Der Kompass: Mehr Lebensqualität für Mensch und Tier

Simone Walter (Text), Annett Melzer (Fotografie)

Landwirtschaft, Hausbau, Sozialarbeit, Textilbetrieb, Werbeagentur – vieles erschien als experimentelles Mäandern im Leben von Frank Hübner und Andrea Makansi, bis sie begannen, den Archehof Vockfey in der niedersächsischen Elbtalaue aufzubauen. Als roter Faden zieht sich dabei die Liebe zum Land und das Streben nach einem guten Umgang mit Erde und Menschen durch den Lebensentwurf der beiden idealistisch gebliebenen Praktiker.

Das große Vierständer-Fachwerkhaus am Elbdeich inmitten der weiten Auenlandschaft strahlt die grundsolide Sicherheit eines alten, in traditionellem Zimmermannshandwerk errichteten Gehöfts aus, das für die Ewigkeit geschaffen scheint. Seit Jahrhunderten steht es hier am großen Fluss, hat Generationen von Menschen beherbergt, viele Fluten kommen und gehen gesehen. Und doch hat es gerade in jüngster Geschichte großes Glück gehabt, wie die Ruinen und Ziegeltrümmer abgerissener Nachbarhäuser bezeugen. Das Dörfchen Vockfey bestand einst aus etwa 30 solcher Höfe, die wie eine Perlenkette am Deich aufgereiht standen. Geblieben sind gerade noch vier davon, die übrigen wurden zwischen den 50er und 70er Jahren als grenznahe Bebauung zum Klassenfeind dem Erdboden gleichgemacht, nachdem seine Bewohner zwangsumgesiedelt wurden. Nach der Wende wurde ein Gedenkstein für diese Aktion politischer Willkür errichtet und den noch lebenden Besitzern das ehemalige Eigentum rückübereignet – zumeist war es nur noch das Grundstück mit den Abbruchresten.

▶ [Aufgabe]: Erkläre mit ein bis drei Sätzen aus dem Lesetext über den Archehof Vockfey, warum vom Dorf Vockfey nur noch vier der einst etwa 30 Höfe stehen. Die Einträge gehören nicht zum Lesetext und stehen für sich.

▶ [Extrahierte Einträge]:
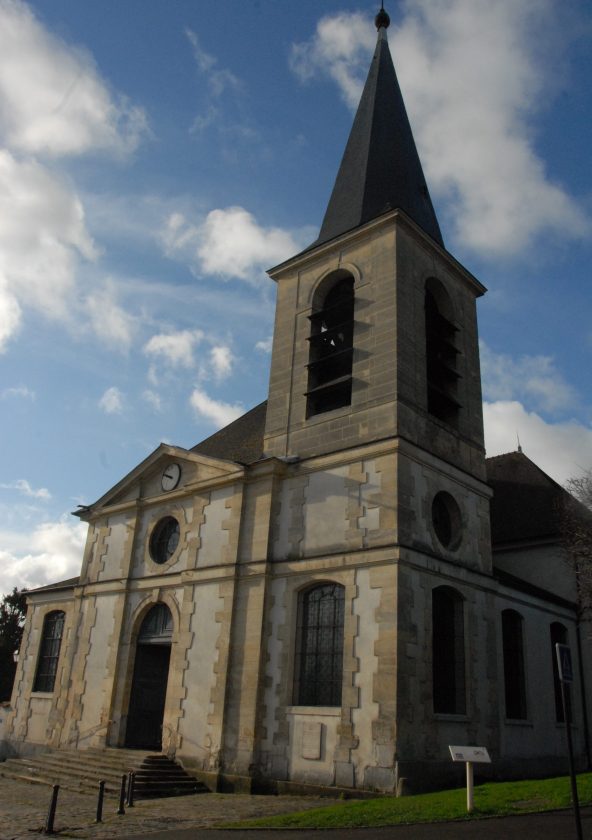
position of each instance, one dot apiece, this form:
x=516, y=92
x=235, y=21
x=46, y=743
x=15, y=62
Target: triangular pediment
x=168, y=471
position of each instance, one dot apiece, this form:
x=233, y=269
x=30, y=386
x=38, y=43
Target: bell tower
x=376, y=333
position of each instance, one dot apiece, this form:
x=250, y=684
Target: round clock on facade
x=171, y=477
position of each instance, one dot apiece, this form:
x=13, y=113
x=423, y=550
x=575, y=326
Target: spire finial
x=382, y=20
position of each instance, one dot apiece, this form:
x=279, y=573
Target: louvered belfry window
x=331, y=349
x=514, y=677
x=441, y=354
x=319, y=646
x=49, y=651
x=448, y=651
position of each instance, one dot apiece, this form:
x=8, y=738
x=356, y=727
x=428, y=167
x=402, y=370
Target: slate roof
x=240, y=441
x=380, y=170
x=525, y=500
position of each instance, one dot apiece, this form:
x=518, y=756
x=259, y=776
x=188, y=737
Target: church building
x=338, y=585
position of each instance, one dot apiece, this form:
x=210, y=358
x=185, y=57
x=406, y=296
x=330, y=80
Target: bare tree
x=13, y=608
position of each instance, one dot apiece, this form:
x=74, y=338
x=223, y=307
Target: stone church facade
x=338, y=585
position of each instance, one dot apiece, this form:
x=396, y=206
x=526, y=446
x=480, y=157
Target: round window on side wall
x=447, y=520
x=164, y=539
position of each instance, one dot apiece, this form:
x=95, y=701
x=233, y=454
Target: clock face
x=171, y=477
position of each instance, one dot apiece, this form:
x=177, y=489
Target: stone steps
x=156, y=775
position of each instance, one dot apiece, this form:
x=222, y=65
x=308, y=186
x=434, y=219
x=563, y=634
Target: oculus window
x=49, y=651
x=319, y=646
x=164, y=539
x=447, y=520
x=331, y=346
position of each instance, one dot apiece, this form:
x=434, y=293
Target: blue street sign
x=564, y=663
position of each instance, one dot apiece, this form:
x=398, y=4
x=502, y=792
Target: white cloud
x=227, y=243
x=218, y=413
x=23, y=486
x=265, y=346
x=222, y=360
x=52, y=552
x=152, y=398
x=560, y=449
x=175, y=348
x=112, y=401
x=472, y=73
x=533, y=379
x=10, y=315
x=340, y=47
x=220, y=79
x=110, y=322
x=52, y=98
x=20, y=392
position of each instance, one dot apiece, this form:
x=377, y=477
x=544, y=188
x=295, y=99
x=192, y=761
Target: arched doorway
x=149, y=684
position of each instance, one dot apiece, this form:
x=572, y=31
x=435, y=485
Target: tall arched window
x=319, y=646
x=49, y=651
x=559, y=636
x=331, y=346
x=514, y=680
x=448, y=651
x=441, y=353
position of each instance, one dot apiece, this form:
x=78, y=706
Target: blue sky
x=156, y=157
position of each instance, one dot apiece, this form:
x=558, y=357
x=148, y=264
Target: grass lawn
x=492, y=799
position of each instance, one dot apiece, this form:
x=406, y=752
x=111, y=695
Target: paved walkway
x=23, y=810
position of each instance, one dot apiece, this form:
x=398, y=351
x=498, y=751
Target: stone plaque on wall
x=312, y=737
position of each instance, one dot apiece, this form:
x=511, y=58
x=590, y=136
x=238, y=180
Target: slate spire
x=380, y=169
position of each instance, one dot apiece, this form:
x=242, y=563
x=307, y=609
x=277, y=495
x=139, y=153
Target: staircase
x=81, y=770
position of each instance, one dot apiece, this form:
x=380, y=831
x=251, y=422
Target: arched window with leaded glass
x=49, y=651
x=319, y=646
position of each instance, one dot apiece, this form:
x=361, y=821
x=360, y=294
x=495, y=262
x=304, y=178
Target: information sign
x=477, y=755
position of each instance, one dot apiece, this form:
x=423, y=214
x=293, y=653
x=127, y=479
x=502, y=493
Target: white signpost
x=470, y=755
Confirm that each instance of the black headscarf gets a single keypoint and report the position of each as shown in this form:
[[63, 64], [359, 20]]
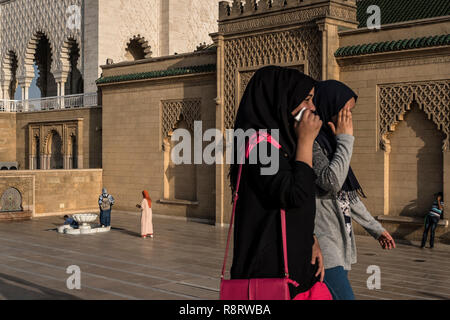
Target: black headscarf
[[271, 95], [330, 97]]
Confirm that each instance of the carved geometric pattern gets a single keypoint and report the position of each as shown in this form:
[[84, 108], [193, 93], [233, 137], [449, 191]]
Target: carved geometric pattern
[[353, 66], [245, 77], [11, 201], [433, 98], [285, 47], [232, 23], [172, 110]]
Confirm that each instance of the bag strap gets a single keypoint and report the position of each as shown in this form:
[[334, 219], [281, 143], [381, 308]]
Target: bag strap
[[283, 221]]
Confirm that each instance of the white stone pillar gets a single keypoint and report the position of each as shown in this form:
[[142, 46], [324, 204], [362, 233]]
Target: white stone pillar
[[61, 79]]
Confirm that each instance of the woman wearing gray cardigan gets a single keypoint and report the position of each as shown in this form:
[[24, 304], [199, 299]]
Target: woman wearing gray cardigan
[[338, 190]]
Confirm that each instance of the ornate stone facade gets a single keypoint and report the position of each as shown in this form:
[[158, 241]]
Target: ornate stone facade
[[433, 98], [174, 110], [43, 136], [298, 48], [23, 24]]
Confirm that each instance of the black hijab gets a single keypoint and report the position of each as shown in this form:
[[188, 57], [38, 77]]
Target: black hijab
[[329, 98], [271, 95]]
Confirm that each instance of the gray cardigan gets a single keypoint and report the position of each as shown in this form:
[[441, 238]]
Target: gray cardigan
[[338, 248]]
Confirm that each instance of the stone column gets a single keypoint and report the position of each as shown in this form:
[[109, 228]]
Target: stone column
[[24, 83], [61, 79], [218, 39], [387, 152]]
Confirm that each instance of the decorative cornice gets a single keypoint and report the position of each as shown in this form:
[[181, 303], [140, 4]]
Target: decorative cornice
[[287, 16], [208, 68], [395, 45]]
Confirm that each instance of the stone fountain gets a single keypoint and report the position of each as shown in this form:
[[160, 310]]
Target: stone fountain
[[84, 222]]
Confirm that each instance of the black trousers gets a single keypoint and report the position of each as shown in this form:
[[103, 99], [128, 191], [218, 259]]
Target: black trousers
[[430, 223]]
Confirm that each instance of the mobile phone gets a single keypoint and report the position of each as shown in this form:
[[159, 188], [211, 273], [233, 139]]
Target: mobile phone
[[298, 117]]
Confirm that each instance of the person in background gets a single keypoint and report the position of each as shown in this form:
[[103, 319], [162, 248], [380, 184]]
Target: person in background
[[432, 219], [338, 190], [69, 221], [105, 202], [146, 215]]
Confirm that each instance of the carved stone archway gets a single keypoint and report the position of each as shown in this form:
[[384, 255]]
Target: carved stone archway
[[395, 100], [41, 134]]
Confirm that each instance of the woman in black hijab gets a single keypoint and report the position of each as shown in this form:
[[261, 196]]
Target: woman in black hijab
[[272, 98], [338, 190]]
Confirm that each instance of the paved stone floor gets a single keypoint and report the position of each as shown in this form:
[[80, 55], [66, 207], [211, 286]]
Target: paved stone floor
[[183, 261]]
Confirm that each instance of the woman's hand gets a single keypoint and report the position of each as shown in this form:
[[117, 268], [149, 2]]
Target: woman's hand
[[317, 256], [307, 131], [308, 128], [386, 241], [344, 123]]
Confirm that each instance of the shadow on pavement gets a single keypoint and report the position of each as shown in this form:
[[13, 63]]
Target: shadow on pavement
[[12, 288]]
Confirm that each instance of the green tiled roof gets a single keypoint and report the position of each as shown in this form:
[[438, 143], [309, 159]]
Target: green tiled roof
[[395, 45], [158, 74], [393, 11]]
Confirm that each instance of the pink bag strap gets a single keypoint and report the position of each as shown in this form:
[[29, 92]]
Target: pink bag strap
[[235, 198]]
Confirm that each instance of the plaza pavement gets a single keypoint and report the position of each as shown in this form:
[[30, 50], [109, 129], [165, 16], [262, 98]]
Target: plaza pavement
[[183, 261]]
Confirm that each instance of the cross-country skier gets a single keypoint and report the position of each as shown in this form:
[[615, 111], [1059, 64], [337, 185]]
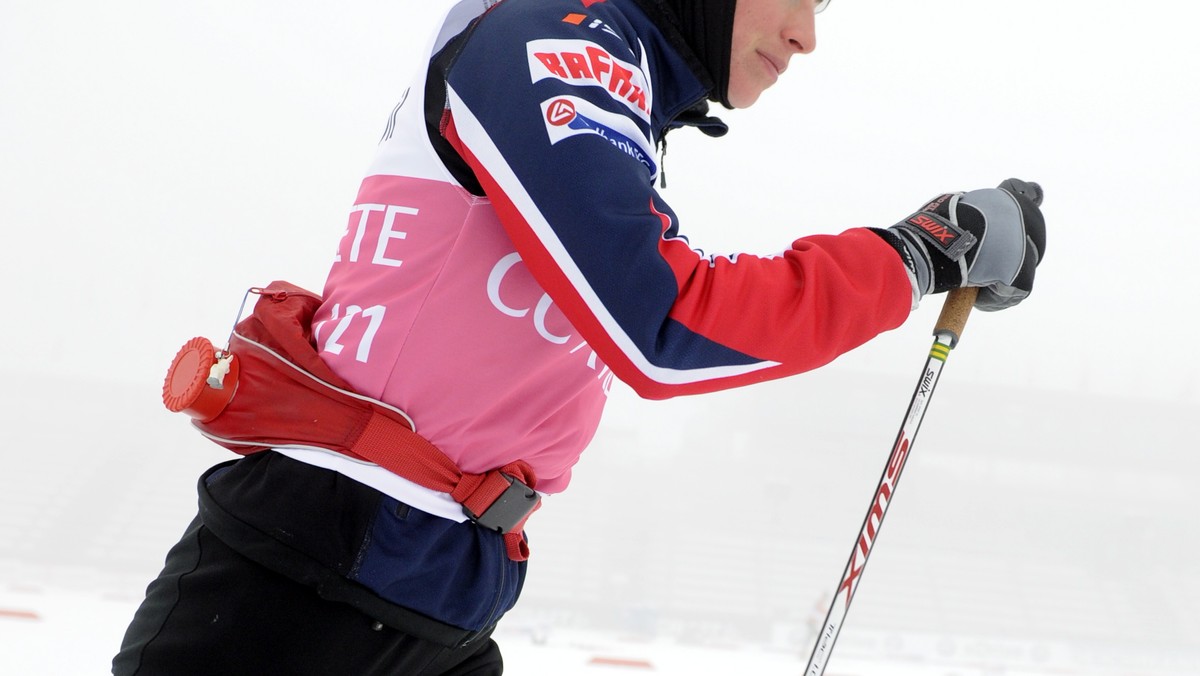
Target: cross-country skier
[[507, 256]]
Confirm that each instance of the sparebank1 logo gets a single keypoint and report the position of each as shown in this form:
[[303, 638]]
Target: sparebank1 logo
[[569, 115]]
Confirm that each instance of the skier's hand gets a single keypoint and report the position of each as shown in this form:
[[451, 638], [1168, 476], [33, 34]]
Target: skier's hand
[[990, 238]]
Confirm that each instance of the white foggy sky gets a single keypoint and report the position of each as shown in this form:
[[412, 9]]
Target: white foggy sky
[[159, 159]]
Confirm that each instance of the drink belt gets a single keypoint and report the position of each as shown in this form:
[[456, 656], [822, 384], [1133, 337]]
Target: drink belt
[[270, 388]]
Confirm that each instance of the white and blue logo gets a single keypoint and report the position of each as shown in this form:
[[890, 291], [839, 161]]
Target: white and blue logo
[[567, 117]]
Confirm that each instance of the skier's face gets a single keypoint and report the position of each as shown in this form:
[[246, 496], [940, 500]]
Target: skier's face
[[766, 35]]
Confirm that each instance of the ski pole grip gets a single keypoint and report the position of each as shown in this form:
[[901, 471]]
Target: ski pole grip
[[954, 313]]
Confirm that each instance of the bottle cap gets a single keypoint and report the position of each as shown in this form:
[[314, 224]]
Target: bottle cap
[[186, 388]]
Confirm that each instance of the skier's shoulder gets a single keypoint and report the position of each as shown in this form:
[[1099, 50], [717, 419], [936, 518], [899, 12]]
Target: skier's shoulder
[[521, 25]]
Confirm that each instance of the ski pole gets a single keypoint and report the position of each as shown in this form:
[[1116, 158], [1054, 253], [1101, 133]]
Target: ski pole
[[946, 335]]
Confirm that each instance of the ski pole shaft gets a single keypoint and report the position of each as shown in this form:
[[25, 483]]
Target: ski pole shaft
[[947, 331]]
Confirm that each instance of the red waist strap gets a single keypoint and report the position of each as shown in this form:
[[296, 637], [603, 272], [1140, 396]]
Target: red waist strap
[[286, 395]]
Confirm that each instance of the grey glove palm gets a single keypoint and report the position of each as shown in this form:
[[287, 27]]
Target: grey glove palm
[[993, 239]]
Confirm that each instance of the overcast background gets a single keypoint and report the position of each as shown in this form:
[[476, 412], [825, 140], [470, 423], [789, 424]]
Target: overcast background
[[157, 159]]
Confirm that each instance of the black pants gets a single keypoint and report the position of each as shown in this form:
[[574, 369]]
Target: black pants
[[211, 611]]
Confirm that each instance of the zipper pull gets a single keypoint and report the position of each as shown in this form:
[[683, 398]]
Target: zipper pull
[[663, 162]]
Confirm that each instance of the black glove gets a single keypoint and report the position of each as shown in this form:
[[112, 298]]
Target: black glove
[[990, 238]]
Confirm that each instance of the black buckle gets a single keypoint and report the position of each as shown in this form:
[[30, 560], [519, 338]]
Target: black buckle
[[510, 508]]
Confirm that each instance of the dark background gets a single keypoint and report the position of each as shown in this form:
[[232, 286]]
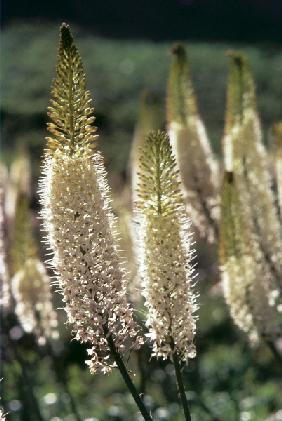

▶ [Ergebnis]: Die übrigen Höfe wurden zwischen den 50er und 70er Jahren als grenznahe Bebauung zum Klassenfeind dem Erdboden gleichgemacht. Zuvor waren ihre Bewohner zwangsumgesiedelt worden.